### Aim of the task
Go through the lines below and transcribe each one exactly.

### Data for this task
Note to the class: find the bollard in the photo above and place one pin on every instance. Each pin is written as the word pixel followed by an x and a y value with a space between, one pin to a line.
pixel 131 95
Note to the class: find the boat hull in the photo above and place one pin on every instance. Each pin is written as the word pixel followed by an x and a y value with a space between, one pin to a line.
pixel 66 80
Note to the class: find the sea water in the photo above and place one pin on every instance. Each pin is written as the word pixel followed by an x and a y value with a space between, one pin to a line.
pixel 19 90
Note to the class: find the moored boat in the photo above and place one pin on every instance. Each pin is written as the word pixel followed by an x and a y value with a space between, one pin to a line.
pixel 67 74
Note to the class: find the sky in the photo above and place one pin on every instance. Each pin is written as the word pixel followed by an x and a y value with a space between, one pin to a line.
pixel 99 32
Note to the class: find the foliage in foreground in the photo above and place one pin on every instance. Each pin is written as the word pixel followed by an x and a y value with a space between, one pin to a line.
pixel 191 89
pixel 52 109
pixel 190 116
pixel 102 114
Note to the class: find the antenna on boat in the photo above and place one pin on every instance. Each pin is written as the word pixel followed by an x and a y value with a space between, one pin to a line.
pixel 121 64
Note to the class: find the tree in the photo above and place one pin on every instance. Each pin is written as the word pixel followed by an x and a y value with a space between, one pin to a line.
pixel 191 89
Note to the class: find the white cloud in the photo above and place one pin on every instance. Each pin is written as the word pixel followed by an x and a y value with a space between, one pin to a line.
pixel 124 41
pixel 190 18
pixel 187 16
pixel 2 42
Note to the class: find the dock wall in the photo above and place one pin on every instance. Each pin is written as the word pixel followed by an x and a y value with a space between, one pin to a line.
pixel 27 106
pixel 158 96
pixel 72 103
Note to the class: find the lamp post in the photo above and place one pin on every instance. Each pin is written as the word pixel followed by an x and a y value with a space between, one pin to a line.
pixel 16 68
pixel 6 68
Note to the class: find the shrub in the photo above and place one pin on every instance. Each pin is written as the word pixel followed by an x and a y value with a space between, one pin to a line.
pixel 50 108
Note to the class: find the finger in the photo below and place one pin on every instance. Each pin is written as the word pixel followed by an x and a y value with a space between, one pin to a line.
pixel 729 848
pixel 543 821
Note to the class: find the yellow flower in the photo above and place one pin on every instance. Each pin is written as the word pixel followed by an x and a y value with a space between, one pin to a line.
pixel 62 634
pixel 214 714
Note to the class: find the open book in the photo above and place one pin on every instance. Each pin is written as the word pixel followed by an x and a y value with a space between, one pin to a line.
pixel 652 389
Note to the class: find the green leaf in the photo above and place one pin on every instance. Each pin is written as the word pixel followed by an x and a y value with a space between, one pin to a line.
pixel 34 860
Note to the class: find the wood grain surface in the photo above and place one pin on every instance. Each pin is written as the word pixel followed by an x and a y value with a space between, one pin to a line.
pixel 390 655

### Response to this task
Note to the class: find the bollard in the photo above and place one pin on every instance. Each pin is written as the word pixel followed by an x and a y value with a space between, one pin to a line.
pixel 131 95
Note to the class: find the boat hull in the photo above and place one pin on every instance. Each pin is written as the word pixel followed by an x and a y value with a space between, one pin to a line.
pixel 66 80
Note to the class: find the sea water in the photo above and place one pin on every instance. Each pin is written as the word pixel followed by an x and a y value with a space between, one pin to a line.
pixel 19 90
Note to the class: find the moored boat in the photo above and place one pin on every instance. Each pin is written as the word pixel followed by an x and a y value with a space between, one pin to a line.
pixel 67 74
Note to the class: find the sky in the photo above and place one pin on every instance. Each pin is written as the word pixel followed by an x and a y value with a space between, one pin to a line.
pixel 99 32
Note to the class: find the foliage in foreground in the photo above and place one pin on every instance. Each pin is written as the word pixel followed by an x and a y value with a space between, one pin to a line.
pixel 191 89
pixel 52 109
pixel 190 116
pixel 102 114
Note to the class: find the antenna on boat in the photo above and place one pin on every instance. Each pin is written as the word pixel followed by an x and a y value with a space between, one pin to a line.
pixel 121 64
Note to the class: find the tree in the photo above and place one pin on every instance. Each pin is written as the word pixel followed by an x and a y value with a space between, one pin to a line.
pixel 191 89
Note to the class: find the white cloud in the photo above and place one pin on every instance. Each pin is written as the word pixel followed by an x and a y value with a space between, one pin to a line.
pixel 124 41
pixel 190 18
pixel 187 16
pixel 2 42
Note to the class: find the dock wall in the photo above and place one pin on every instance. Each pin is written as the word pixel followed by an x and a y value with a space between, one pin to a line.
pixel 27 106
pixel 158 96
pixel 72 103
Note to the class: find the lamp post in the photo above and place one pin on every instance. Each pin is written as the word pixel followed by an x and a y value with a space between, one pin to a line.
pixel 16 68
pixel 6 68
Note to the class: find the shrub in the photo above and place one pin on every instance. Each pin is written as the word pixel followed by an x and a y value with a space between, one pin to a line.
pixel 50 108
Note to the class: find the finger in the photo below and place one pin on every instance. Each pin is written as the word pixel followed by an x and a y value with a space between, one pin to a line.
pixel 729 848
pixel 543 821
Note to the class: find the yellow flower in the photo above and place one pin on every instance. Each pin is written as the word pixel followed by an x and a y value with a space between, one pin to a line.
pixel 62 634
pixel 214 714
Note to the class: find the open book in the photo above and place one pin on every instance. Each pin is written as the word pixel followed by an x and a y value with a space between, one pin to a line.
pixel 652 389
Note to the class: find the green leaf in the photo above and place one pin on every instance. Each pin is written as the word pixel followed by an x and a y value with a space between, one pin to a line.
pixel 34 860
Note to the class: find the wood grain surface in the photo above and place one pin on every instance. Each pin is written as the word pixel followed by an x and a y value with a space between, one pin to a line.
pixel 390 655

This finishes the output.